§ EXERCISE OBJECTIVE
Reproduce these items with every occurrence of "with a single point apiece" replaced by "using one point each", leaving everything else unchanged.
━━━━━━━━━━
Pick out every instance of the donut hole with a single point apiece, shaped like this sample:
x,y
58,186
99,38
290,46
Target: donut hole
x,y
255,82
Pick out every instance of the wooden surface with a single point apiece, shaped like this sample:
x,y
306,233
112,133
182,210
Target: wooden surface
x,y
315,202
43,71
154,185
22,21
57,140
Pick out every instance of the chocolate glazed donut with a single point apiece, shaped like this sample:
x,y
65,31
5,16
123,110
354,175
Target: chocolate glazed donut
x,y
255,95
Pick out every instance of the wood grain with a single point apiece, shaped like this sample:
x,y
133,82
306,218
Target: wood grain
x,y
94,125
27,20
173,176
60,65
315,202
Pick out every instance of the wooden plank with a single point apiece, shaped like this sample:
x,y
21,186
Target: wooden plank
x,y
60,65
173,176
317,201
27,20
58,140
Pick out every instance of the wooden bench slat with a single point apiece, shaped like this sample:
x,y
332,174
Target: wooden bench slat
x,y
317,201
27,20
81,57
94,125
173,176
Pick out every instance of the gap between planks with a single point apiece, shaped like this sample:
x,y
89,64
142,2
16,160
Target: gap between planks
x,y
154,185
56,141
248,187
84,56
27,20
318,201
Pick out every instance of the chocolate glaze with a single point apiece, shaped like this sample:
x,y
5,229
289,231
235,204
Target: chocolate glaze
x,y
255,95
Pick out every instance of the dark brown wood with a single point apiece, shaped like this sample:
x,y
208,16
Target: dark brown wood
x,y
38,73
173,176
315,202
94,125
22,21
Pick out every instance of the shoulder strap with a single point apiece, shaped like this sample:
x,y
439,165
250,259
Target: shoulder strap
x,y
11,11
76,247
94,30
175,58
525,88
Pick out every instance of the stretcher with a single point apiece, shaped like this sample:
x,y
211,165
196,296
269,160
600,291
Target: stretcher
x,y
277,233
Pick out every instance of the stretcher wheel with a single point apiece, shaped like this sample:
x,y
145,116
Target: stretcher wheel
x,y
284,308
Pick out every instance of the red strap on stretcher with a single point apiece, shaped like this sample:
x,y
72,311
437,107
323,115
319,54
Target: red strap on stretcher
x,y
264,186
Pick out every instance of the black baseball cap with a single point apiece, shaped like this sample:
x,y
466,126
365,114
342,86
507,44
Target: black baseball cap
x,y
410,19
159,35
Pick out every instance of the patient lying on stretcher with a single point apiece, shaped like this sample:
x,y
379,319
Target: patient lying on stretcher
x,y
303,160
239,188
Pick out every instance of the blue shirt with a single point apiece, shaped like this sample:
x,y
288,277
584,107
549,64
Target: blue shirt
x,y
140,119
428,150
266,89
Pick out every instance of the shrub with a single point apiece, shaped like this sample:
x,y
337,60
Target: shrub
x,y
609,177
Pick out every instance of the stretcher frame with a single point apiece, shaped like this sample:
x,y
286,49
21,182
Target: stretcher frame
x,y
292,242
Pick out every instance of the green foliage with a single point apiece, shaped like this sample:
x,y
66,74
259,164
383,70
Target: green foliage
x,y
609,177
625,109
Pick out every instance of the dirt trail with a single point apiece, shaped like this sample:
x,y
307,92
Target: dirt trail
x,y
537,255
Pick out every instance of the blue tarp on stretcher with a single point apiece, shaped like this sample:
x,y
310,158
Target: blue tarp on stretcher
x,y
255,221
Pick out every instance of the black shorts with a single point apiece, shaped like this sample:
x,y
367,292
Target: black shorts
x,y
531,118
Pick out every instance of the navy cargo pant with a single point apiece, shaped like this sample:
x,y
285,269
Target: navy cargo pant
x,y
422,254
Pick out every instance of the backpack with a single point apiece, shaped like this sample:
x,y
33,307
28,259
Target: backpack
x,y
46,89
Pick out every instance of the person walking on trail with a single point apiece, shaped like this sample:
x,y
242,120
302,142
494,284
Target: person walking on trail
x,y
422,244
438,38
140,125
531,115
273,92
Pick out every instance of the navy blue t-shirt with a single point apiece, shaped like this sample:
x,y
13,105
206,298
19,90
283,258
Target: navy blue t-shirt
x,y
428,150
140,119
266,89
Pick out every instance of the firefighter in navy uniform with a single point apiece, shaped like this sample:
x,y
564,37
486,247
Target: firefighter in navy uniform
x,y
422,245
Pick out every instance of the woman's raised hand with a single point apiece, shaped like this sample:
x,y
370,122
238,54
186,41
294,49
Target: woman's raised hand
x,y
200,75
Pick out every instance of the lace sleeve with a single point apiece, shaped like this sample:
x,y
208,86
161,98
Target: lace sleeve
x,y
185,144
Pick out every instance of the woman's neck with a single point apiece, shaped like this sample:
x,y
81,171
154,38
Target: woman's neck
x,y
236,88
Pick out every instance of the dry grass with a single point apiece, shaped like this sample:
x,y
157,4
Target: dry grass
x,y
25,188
━━━━━━━━━━
§ RESPONSE TO THE TASK
Pick out every instance of the donut hole using one point each, shaped like this sample:
x,y
58,186
99,38
290,46
Target: donut hole
x,y
255,82
Pick out every instance of the wooden surface using one point each, shaped like this sample:
x,y
306,233
112,133
182,210
Target: wooden surface
x,y
315,202
43,71
154,185
22,21
57,140
Pick out every instance of the chocolate glazed donut using one point each, shaped like this sample:
x,y
65,31
5,16
123,110
354,175
Target: chocolate glazed donut
x,y
255,95
Pick out every instance of the wood grain using one point each, shaped like this sample:
x,y
133,82
306,218
Target: wood grain
x,y
94,125
27,20
173,176
60,65
315,202
Pick out every instance of the wooden plank using one point each, shaped like this sample:
x,y
21,186
Target: wooden plank
x,y
60,65
173,176
317,201
27,20
58,140
Pick out every instance of the wooden bench slat using one point each, shaped like this sample:
x,y
332,174
Target: wooden bench slat
x,y
317,201
27,20
81,57
94,125
173,176
Pick out every instance of the gap between planks using one point each, shaped like this sample:
x,y
89,64
142,2
16,160
Target: gap between planks
x,y
154,185
56,141
248,187
84,56
27,20
318,201
Pick out every instance of the chocolate glaze using one point each, shaped like this sample:
x,y
5,229
289,231
235,204
Target: chocolate glaze
x,y
255,95
Pick out every instance of the dark brown wood using one point each, shaped like this sample:
x,y
208,16
Target: dark brown wood
x,y
38,73
173,176
315,202
94,125
22,21
Pick out every instance of the shoulder strap using one point each, shaped like this sample:
x,y
439,165
250,259
Target: shoulder strap
x,y
11,11
76,247
94,30
175,58
525,88
Pick out every instance of the stretcher using one point each, shaped like this sample:
x,y
211,165
196,296
269,160
600,291
Target: stretcher
x,y
277,233
Pick out every instance of the stretcher wheel using one point each, shaped like this sample:
x,y
145,116
Target: stretcher wheel
x,y
284,308
Pick out every instance of the red strap on stretcher using one point each, shaped like this sample:
x,y
72,311
437,107
323,115
319,54
Target: red strap on stretcher
x,y
264,186
Pick out every instance of the black baseball cap using one point each, shaped like this sample:
x,y
466,126
365,114
342,86
507,44
Target: black baseball cap
x,y
410,19
159,35
Pick out every instance of the patient lying on stretcher using one point each, shaped like this sample:
x,y
379,319
Target: patient lying on stretcher
x,y
303,160
239,188
Pick out every instance of the blue shirt using one point each, shaped like this sample:
x,y
288,277
584,107
549,64
Target: blue shirt
x,y
140,119
428,150
266,89
Pick out every instance of the shrub using one point each, shaped like this sample:
x,y
337,60
Target: shrub
x,y
609,177
Pick out every instance of the stretcher frame using one point each, shaped like this sample:
x,y
286,49
21,182
Target: stretcher frame
x,y
292,242
Pick out every instance of the green foliage using one point each, shaped like this sample:
x,y
66,74
259,164
383,70
Target: green foliage
x,y
609,177
625,109
Pick out every instance of the dirt trail using one point each, shaped like this sample:
x,y
307,92
Target: dirt trail
x,y
537,255
Pick out every instance of the blue tarp on stretcher using one point each, shaped like this sample:
x,y
310,158
Target: blue tarp on stretcher
x,y
255,221
Pick out every instance of the black shorts using one point each, shaped like this sample:
x,y
367,292
Target: black shorts
x,y
531,118
Pick out every instance of the navy cargo pant using one point each, shaped like this sample:
x,y
285,269
Target: navy cargo pant
x,y
422,254
Pick out every instance of the backpack using one point each, shaped like this sample:
x,y
33,307
28,259
Target: backpack
x,y
46,89
Pick out every instance of the person walking on trail using one point each, shaped like this sample:
x,y
242,120
302,142
494,284
Target: person walking on trail
x,y
422,244
438,38
140,125
531,115
273,92
Pick out every instance of the navy blue t-shirt using one point each, shaped like this sample:
x,y
13,105
206,298
19,90
283,258
Target: navy blue t-shirt
x,y
428,150
140,119
266,89
Pick out every instance of the firefighter in navy uniform using one point each, shaped like this sample:
x,y
564,37
486,247
Target: firefighter in navy uniform
x,y
422,245
Pick out every instance of the woman's raised hand using one point each, shaped like this sample:
x,y
370,122
238,54
186,41
294,49
Target: woman's raised hand
x,y
200,75
Pick out every instance of the lace sleeve using one point each, shaped like this sample:
x,y
208,86
161,98
Target: lace sleeve
x,y
185,144
Pick out every instance of the woman's neck using one point each, shaped like this sample:
x,y
81,171
154,38
Target: woman's neck
x,y
236,88
Pick out every instance of the dry grass using one point each, shaped like this sample:
x,y
157,4
Target: dry grass
x,y
25,188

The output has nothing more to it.